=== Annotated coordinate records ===
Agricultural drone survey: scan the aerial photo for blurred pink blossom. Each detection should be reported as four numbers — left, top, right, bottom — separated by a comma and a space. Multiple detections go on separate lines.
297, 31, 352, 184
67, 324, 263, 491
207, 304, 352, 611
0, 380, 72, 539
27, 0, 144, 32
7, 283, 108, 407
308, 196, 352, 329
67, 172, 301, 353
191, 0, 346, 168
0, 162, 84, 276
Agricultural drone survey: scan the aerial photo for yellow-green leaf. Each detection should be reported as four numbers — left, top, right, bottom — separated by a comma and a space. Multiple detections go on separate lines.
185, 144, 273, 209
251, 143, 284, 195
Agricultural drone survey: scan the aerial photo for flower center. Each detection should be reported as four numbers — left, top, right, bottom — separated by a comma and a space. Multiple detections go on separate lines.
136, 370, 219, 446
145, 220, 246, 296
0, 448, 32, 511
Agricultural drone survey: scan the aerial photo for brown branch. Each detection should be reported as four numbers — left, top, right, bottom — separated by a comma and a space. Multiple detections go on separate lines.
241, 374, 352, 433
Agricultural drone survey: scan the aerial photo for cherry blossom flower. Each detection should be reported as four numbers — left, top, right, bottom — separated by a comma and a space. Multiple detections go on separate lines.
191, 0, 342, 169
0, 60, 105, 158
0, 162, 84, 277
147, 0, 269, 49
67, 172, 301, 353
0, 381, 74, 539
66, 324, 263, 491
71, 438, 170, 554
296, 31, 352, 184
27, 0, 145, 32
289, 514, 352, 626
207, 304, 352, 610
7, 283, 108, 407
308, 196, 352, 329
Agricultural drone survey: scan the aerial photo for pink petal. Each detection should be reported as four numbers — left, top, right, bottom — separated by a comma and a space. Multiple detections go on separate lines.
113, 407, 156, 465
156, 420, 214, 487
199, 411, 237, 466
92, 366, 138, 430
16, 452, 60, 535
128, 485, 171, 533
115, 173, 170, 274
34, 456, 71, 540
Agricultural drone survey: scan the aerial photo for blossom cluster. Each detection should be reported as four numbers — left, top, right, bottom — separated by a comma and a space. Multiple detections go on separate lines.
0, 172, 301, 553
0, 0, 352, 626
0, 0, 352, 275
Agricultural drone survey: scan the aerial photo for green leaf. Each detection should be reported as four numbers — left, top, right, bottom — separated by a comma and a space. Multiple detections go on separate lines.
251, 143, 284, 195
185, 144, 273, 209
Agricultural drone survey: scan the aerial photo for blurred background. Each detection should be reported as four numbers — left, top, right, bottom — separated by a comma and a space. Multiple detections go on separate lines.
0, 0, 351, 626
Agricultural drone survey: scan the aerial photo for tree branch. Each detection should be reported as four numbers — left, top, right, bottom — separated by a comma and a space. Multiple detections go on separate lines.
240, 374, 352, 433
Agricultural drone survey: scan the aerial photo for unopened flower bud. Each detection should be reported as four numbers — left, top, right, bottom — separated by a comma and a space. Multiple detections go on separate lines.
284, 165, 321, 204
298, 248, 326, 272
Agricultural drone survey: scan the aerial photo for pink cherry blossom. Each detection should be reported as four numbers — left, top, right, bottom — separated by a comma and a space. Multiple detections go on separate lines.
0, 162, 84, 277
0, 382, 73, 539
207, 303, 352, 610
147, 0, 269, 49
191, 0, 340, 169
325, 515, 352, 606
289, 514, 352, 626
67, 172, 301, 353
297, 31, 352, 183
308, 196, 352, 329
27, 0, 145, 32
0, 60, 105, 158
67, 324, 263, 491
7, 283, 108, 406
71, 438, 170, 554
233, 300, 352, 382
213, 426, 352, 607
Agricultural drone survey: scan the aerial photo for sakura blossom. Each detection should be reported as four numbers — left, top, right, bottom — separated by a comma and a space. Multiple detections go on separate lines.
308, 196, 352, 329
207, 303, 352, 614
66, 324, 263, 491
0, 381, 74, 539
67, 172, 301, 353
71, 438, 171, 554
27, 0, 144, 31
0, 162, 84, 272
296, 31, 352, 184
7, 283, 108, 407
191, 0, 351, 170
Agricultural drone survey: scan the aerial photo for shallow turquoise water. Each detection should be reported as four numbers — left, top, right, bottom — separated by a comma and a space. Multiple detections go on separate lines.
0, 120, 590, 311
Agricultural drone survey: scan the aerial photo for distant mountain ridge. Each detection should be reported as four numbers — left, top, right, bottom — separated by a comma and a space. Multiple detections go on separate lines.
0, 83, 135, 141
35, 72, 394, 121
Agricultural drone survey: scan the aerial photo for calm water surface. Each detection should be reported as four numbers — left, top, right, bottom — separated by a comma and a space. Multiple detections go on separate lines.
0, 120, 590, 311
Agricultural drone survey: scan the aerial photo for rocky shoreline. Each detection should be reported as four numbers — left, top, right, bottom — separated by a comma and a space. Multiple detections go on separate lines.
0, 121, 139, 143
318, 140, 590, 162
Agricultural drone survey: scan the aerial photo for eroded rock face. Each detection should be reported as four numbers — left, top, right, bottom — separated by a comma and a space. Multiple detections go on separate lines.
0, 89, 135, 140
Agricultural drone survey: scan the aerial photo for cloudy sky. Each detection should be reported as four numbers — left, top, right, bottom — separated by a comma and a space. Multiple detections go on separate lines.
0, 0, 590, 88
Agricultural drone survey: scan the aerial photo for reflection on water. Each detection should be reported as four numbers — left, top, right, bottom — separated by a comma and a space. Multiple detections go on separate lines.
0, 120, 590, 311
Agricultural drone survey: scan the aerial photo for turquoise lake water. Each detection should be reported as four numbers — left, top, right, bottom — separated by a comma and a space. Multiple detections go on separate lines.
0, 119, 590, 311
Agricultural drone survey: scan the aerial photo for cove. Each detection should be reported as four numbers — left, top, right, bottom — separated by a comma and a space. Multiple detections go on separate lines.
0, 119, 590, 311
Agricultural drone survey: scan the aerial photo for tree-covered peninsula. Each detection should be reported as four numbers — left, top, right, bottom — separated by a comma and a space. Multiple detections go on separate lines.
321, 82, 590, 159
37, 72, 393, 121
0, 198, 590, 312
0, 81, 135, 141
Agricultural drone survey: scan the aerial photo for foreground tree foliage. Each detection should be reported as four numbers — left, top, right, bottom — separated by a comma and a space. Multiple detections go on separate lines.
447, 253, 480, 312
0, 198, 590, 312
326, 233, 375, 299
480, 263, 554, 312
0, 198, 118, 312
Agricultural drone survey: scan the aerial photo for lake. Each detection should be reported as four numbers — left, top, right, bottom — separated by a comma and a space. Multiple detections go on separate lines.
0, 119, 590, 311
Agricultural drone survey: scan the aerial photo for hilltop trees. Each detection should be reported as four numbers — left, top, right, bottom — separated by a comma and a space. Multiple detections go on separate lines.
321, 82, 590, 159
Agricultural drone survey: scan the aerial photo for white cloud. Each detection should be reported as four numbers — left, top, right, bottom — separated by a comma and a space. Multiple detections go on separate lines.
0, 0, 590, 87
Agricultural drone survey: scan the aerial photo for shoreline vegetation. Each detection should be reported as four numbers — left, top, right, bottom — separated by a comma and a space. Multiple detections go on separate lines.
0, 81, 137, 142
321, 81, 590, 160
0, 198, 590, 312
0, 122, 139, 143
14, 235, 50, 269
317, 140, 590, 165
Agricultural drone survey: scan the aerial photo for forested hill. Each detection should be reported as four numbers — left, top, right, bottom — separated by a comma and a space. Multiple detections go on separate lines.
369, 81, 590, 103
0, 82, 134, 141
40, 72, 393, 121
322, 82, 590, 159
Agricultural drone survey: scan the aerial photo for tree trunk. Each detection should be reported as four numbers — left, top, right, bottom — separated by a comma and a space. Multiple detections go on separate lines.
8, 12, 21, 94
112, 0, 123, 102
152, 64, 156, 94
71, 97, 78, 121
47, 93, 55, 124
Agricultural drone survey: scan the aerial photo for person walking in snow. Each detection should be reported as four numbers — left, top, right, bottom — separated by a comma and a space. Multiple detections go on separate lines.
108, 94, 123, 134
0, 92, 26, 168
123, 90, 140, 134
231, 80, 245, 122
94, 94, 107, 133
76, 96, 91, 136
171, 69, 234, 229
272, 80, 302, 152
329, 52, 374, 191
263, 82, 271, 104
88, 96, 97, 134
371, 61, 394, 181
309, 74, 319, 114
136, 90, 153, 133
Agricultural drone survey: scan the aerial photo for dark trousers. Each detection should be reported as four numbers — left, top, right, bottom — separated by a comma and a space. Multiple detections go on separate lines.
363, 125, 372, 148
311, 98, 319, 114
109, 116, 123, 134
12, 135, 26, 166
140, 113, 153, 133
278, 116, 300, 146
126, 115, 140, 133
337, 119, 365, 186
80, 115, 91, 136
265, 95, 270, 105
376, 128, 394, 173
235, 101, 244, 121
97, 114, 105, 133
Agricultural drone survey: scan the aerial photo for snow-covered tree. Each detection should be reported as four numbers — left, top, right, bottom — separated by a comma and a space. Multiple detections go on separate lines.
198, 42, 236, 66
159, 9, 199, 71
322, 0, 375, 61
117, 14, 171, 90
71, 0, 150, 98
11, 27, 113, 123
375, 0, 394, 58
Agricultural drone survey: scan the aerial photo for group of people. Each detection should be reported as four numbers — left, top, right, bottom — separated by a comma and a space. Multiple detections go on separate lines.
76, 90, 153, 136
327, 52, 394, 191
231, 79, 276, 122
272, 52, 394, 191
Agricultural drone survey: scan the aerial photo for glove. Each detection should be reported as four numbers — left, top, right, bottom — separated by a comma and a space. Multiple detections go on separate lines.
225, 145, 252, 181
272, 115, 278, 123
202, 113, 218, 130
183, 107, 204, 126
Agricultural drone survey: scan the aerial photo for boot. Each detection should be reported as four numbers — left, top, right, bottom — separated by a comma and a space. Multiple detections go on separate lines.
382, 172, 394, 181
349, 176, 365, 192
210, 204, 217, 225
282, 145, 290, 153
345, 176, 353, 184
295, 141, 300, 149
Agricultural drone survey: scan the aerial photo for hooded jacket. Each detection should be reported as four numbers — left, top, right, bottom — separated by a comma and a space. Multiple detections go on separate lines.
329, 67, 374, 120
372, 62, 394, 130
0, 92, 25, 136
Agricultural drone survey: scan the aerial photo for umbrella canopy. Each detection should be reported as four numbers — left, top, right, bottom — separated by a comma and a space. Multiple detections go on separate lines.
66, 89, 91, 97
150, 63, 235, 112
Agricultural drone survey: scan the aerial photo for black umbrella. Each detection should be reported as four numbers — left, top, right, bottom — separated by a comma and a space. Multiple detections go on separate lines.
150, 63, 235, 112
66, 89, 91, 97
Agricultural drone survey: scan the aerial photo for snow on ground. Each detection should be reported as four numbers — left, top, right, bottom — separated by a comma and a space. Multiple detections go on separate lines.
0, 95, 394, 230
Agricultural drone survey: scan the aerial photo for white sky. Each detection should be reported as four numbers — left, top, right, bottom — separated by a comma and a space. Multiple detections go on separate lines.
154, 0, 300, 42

=== Stated task ===
Starting at the line containing "for blurred background." and ending at the line containing "213, 426, 352, 607", rewrite those lines with "aerial photo" switched to "overhead image". Keep every other part unchanged.

=== Answer to this exercise ===
Agricultural drone survey: scan the overhead image for blurred background. Each detection should be reported as four numbers — left, top, right, bottom — separated by a comma and a space. Multiple detections go on separate lines.
0, 0, 351, 626
Agricultural drone survey: scan the overhead image for tree branch. Each detection should be reported as four numbers — left, top, right, bottom — separated by a comma and a space. Multiple detections go on separate lines.
240, 374, 352, 433
Agricultural drone survey: scan the overhead image for unopened flower bud. Each detection should be reported as four numbers — left, top, right, bottom — separated by a comma and a space. Multiple detections go on separate lines.
284, 165, 321, 204
298, 248, 326, 272
Agricultural drone survey: scan the overhead image for pink cherry blossom. Each detection should be reported as four numbers — left, top, right, bottom — separated by a comma and a space. Multiple detections go on separate lines.
0, 162, 84, 277
0, 382, 73, 539
207, 303, 352, 610
147, 0, 269, 49
191, 0, 340, 169
325, 515, 352, 606
289, 514, 352, 626
67, 172, 301, 353
297, 31, 352, 183
308, 196, 352, 329
27, 0, 145, 32
0, 60, 105, 158
67, 324, 263, 491
7, 283, 108, 406
71, 438, 170, 554
233, 300, 352, 382
213, 426, 352, 607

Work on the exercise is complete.